「遠距離介護をしている高齢の親が被災したらどうしよう……」。相次ぐ災害のニュースを見ていると、ふと不安に陥ることがあります。災害はいつどこで起こるか分からないため、万が一に備えることが重要です。
遠距離介護をしている場合、災害時にすぐに駆けつけることができず、もどかしい思いをした経験をお持ちの方もいるかもしれません。食べるものはあるのか、トイレを我慢していないかなど心配は尽きません。
また高齢者にとっては、生活環境が変われば命に関わることも考えられます。自宅の停電・断水などの災害時にも、高齢の親ができるだけ安心して過ごせるように、私たちにできることを考えて備えましょう。
今回の記事では、災害に備える大切さや、「食」と「くらし」にまつわる備えをご紹介します。
停電・断水などの災害に事前に備える大切さ
高齢者における停電・断水などの災害時の問題点
停電・断水などの災害が起きると、冷蔵庫やエアコン、トイレなど日常に不可欠なものが使えなくなり、生活環境が大きく変わってしまいます。慣れない環境での生活は、身体的、精神的なストレスから高齢者の体力の低下を引き起こし、それに伴い感染症や持病の悪化につながります。災害時における生活環境の変化は、高齢者にとって大きな負担といえるでしょう。

取り組む課題:
**a.** 遠距離介護と災害への備えについての文章では、停電・断水などの災害が起きると使えなくなるものとして何が挙げられていますか。
**b.** 遠距離介護と災害への備えについての文章から、「今回の記事では、災害に備える」から「大きな負担といえるでしょう。」までを、両端を含めて書き写してください。
**c.** 遠距離介護と災害への備えについての文章を、最後の文の後から書き継いでください。

提示データ:

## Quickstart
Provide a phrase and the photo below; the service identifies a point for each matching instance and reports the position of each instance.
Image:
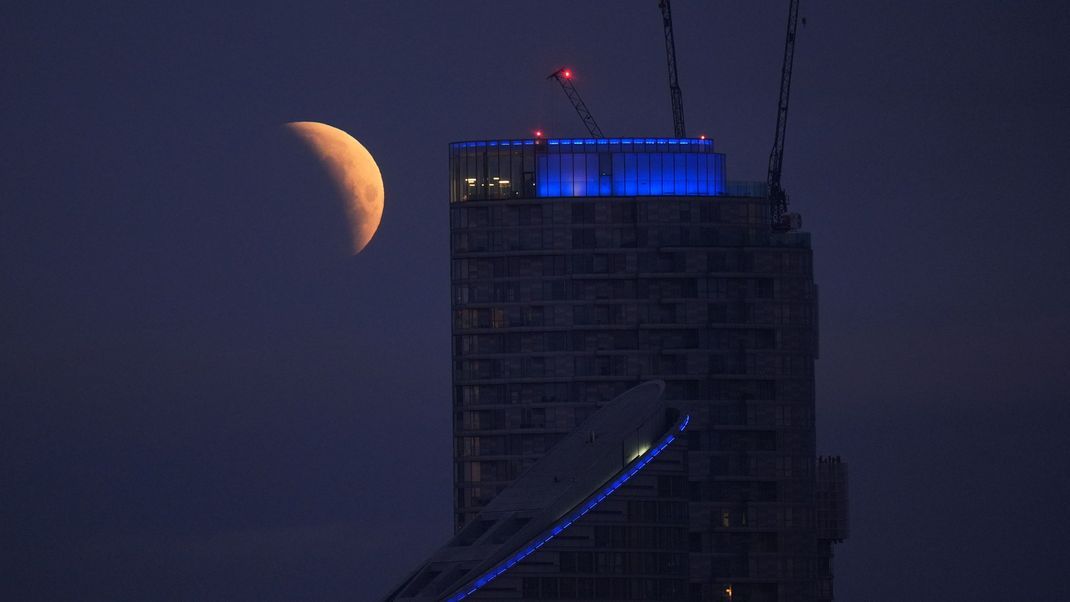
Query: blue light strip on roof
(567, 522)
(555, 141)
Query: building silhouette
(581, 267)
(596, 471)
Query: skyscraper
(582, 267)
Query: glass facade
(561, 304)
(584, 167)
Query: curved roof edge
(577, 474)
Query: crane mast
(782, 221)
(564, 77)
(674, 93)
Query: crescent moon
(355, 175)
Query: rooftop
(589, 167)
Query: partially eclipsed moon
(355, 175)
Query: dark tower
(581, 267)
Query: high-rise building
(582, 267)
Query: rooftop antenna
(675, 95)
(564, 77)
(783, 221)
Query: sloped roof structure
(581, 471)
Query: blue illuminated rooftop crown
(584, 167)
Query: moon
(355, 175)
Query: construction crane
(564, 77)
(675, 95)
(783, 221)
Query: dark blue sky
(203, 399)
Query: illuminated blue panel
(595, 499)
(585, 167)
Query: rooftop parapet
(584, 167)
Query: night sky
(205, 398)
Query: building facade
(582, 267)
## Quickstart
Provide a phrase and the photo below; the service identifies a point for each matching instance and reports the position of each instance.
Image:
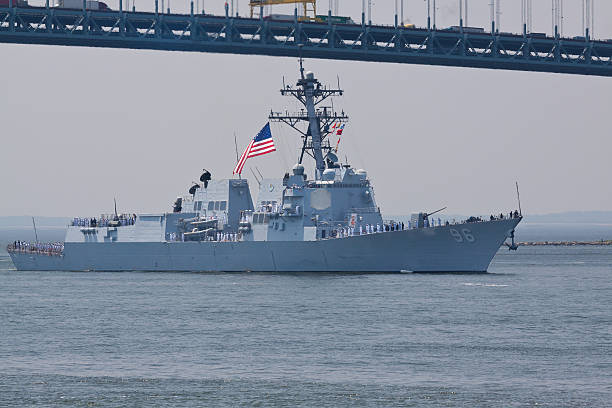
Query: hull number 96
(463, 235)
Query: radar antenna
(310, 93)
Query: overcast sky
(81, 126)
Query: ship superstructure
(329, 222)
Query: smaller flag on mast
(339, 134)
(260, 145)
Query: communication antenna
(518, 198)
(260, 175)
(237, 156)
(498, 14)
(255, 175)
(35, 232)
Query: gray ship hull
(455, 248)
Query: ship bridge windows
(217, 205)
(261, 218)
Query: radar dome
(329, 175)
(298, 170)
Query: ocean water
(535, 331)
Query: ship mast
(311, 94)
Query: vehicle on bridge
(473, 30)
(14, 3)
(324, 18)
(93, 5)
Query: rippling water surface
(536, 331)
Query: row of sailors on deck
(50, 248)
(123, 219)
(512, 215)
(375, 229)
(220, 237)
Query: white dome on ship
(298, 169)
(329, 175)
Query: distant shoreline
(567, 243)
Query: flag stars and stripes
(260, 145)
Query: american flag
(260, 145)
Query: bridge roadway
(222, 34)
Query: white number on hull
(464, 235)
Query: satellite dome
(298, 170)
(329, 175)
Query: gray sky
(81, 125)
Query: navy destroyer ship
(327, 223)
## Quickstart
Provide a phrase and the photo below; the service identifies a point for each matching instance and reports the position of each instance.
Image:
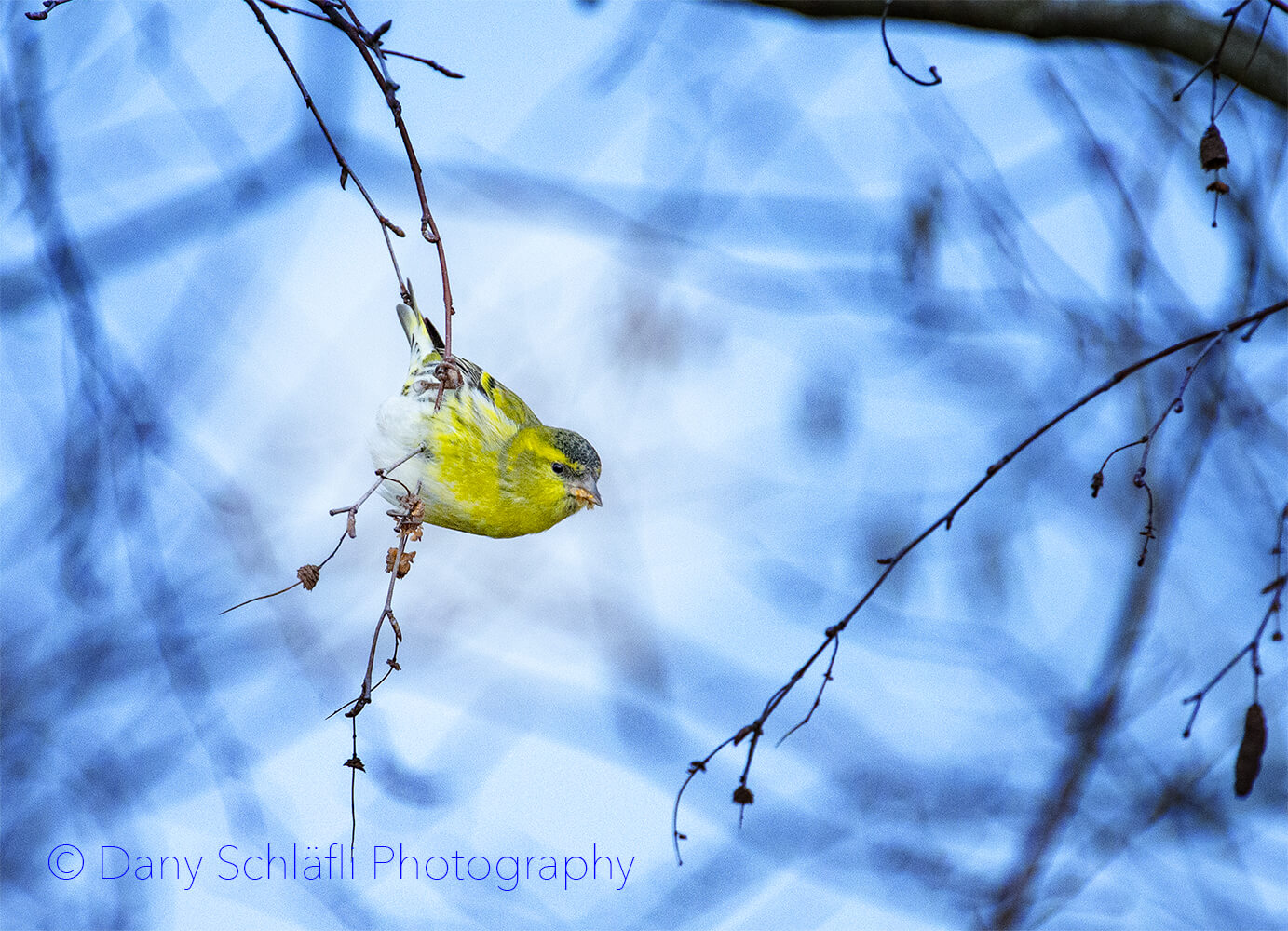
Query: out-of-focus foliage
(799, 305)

---

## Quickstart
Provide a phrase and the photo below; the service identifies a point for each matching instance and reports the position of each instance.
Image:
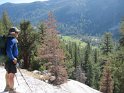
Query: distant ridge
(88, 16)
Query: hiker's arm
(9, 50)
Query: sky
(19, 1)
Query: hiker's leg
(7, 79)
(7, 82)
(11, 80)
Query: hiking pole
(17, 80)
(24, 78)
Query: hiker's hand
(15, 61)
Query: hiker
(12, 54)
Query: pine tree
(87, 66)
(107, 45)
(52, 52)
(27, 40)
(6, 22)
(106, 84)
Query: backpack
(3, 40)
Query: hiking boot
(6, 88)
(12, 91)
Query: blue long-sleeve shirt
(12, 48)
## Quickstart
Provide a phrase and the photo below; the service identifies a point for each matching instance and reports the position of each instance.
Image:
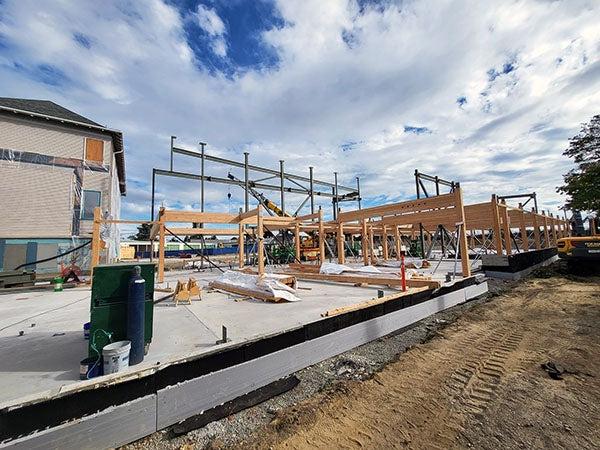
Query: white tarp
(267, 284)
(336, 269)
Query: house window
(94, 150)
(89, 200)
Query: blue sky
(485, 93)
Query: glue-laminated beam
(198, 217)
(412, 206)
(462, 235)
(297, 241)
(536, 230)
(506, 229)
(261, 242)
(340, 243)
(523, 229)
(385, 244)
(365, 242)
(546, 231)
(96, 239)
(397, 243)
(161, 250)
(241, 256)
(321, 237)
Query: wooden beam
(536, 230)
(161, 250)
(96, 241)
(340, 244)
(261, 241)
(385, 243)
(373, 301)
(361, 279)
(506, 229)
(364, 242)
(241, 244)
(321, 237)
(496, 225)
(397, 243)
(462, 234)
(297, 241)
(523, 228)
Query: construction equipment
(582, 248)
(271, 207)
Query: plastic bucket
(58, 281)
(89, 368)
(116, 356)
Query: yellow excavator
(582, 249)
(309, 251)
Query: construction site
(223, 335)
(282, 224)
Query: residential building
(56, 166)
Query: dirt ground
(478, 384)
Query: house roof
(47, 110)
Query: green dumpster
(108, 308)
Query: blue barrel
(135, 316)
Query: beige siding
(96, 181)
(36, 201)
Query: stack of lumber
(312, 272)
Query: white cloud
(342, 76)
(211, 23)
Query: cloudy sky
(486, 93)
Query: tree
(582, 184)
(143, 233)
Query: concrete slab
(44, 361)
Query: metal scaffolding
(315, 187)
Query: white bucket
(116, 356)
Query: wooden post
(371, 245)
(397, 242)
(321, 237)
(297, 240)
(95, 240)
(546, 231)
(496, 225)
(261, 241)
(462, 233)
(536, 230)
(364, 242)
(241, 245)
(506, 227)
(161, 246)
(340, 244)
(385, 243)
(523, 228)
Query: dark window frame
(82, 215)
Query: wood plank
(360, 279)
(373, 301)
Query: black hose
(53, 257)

課題ごとの結果:
**a.** 冷蔵庫やエアコン、トイレなど日常に不可欠なものです。

**b.**
今回の記事では、災害に備える大切さや、「食」と「くらし」にまつわる備えをご紹介します。
停電・断水などの災害に事前に備える大切さ
高齢者における停電・断水などの災害時の問題点
停電・断水などの災害が起きると、冷蔵庫やエアコン、トイレなど日常に不可欠なものが使えなくなり、生活環境が大きく変わってしまいます。慣れない環境での生活は、身体的、精神的なストレスから高齢者の体力の低下を引き起こし、それに伴い感染症や持病の悪化につながります。災害時における生活環境の変化は、高齢者にとって大きな負担といえるでしょう。

**c.**
また、災害時の問題点や確認しておく点は、家族構成や高齢者の体や心の状態によってそれぞれ違います。災害時に少しでもストレスを減らすために、事前に家族会議をして、話し合っておきましょう。
家族会議で確認すること
・非常用の食料や生活用品の備蓄品の準備
災害時は、非常用の食料や生活用品の事前の準備がとても大切です。一般的な備蓄品のほかに、介護食やおむつなど、高齢者ならではの準備も必要になります。家族会議で高齢の親の生活を把握し、必要な備蓄品を揃えましょう。
・電気が必要な介護機器の確認
補聴器やパルスオキシメーターなど、電気が必要な介護機器を把握しておきましょう。電気を使う場合、予備バッテリーの準備も必要です。
・助けてくれる親戚や地域の人の把握
例えば、飲料水の支給があっても高齢者は自分で自宅まで運ぶことが難しい場合もあります。高齢の親の身近にいる、いざというときに助けてくれる人を知っておくことができたら安心ですよね。
・避難経路、避難場所、連絡手段の確認
家の外に避難しなければならない際の、避難経路、避難場所、連絡手段を家族会議で事前に共有しておくことが大切です。また高齢の親の中には、自ら避難することが難しい方もいます。その場合、「避難行動要支援者名簿」に登録しておくことも重要です。
「避難行動要支援者名簿」の登録について、こちらの記事でも詳しく説明しています。
在宅介護、遠距離介護中の親に必要な災害の備えとは?〜必需品や活用できる支援をご紹介〜
災害時の備え~食~
停電・断水などの災害時、高齢の親に少しでもストレスなく過ごしてもらうためには事前の準備がとても大切です。災害時にも欠かせない「食」に関する備えをご紹介します。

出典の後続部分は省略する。